Excerto de origem
# # # #

Duas mulheres negras na América
O que une Andra Day e Billie Holiday? A cantora aponta vários motivos para a mulher que encarna no filme ser a sua maior inspiração, e não apenas musical. "Sou uma mulher negra na América. Só isso já comporta uma série de traumas e invisibilidade. A Billie Holiday lutava por aquilo queria ser e que não lhe era permitido. Sinto-me inspirada pela sua resiliência e resistência, por insistir em ser quem era mesmo sabendo que isso iria matá-la", diz.
A luta da cantora de jazz fez-se na vida pessoal e nos palcos, em particular após o Senado norte-americano não ter aprovado um projeto de lei para proibir o linchamento de afro-americanos. A resposta de Holiday, a partir de 1937, foi passar a incluir no seu repertório "Strange Fruit", canção composta por Abel Meeropol que compara os negros enforcados aos frutos das árvores do Sul.
"Ouvi-a pela primeira vez quando tinha 11 anos. Estava a pedir a um professor sugestões de cantoras para ouvir e pesquisar. Era fã da Whitney Houston, da Aretha [Franklin] e queria conhecer mais. Ele recomendou-me Billie Holiday e a minha reação foi 'Quem é esse tipo? Perguntei por artistas femininas' (risos). As primeiras canções dela que ouvi foram a 'Sugar' e a 'Strange Fruit' e lembro-me de ficar muito confusa com a voz dela, porque não se assemelhava a nada que eu pensaria ser considerada uma boa voz na altura, comparada com as vozes bonitas de Whitney ou da Aretha".
A estranheza, no entanto, foi dando lugar à admiração. "Fiquei hipnotizada. O tom dela era muito diferente e na altura odiava a minha voz. Ela ajudou-me a aceitá-la porque ela também soava diferente de tudo. Ao ouvir a 'Strange Fruit', não sabia exatamente sobre o que ela estava a cantar, mas percebia que era muito importante, que se relacionava diretamente comigo e que ela se tinha sacrificado para a cantar. Ajudou-me a não ter medo de criar música que tivesse um impacto forte nas pessoas".
"Temos de contar estas histórias"
Baseado no livro "Chasing the Scream: The First and Last Days of the War on Drugs", de Johann Hari, adaptado pela argumentista Suzan-Lori Parks, o filme leva Billie Holiday ao grande ecrã depois de Diana Ross ter encarnado a cantora em "Destino de Mulher", de Sidney J. Furie. Estreado em 1972, o drama está entre os títulos que marcaram a experiência de espectador de Lee Daniels, que o viu no cinema quando era adolescente, conforme contou noutro encontro virtual com a imprensa no qual o SAPO Mag também esteve presente.

# # # #

Dados brutos
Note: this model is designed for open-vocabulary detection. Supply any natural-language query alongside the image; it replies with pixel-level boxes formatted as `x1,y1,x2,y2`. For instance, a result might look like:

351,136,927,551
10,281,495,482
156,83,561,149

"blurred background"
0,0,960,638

# # # #

Apresente, por favor, a continuação do texto sobre Andra Day e Billie Holiday, a partir da última frase. Os registos não desempenham aqui qualquer papel.

Espaço de resposta
O biopic não passou ao lado de Andra Day durante a pesquisa para o seu papel, e suceder a Ross aumentou a responsabilidade, aponta. Mas a atriz diz acreditar que continua a fazer sentido revisitar a vida de Holiday no cinema.
"A primeira luta contra as drogas surgiu de questões raciais e ela era o inimigo público número 1. Foram atrás dela por cantar a 'Strange Fruit' e acabaram por ser responsáveis pela morte dela, embora ela fosse toxicodependente. E alteraram a sua narrativa para a limitarem a uma viciada problemática. Tentámos fazer-lhe justiça e retratá-la como o que realmente foi: a madrinha dos direitos civis. Fiquei muito sensibilizada com essa ideia", destaca.
"O que era muito visível naquela altura continua presente, embora mais diluído, mas é sistémico. Julgo que a maioria das pessoas não sabia do que retratamos no filme, a perseguição de que ela foi alvo pelo FBI, a infiltração no seu círculo pessoal, a forma como lutou para cantar 'Strange Fruit'. Uma grande parte do que precisa de mudar é o que tentamos fazer neste filme: temos de contar estas histórias", defende a atriz. E é peremptória ao abordar essa necessidade de mudança: "Se a América não conseguir reconciliar-se com a sua história de terror racial e opressão, para além da escravatura, não poderá seguir em frente".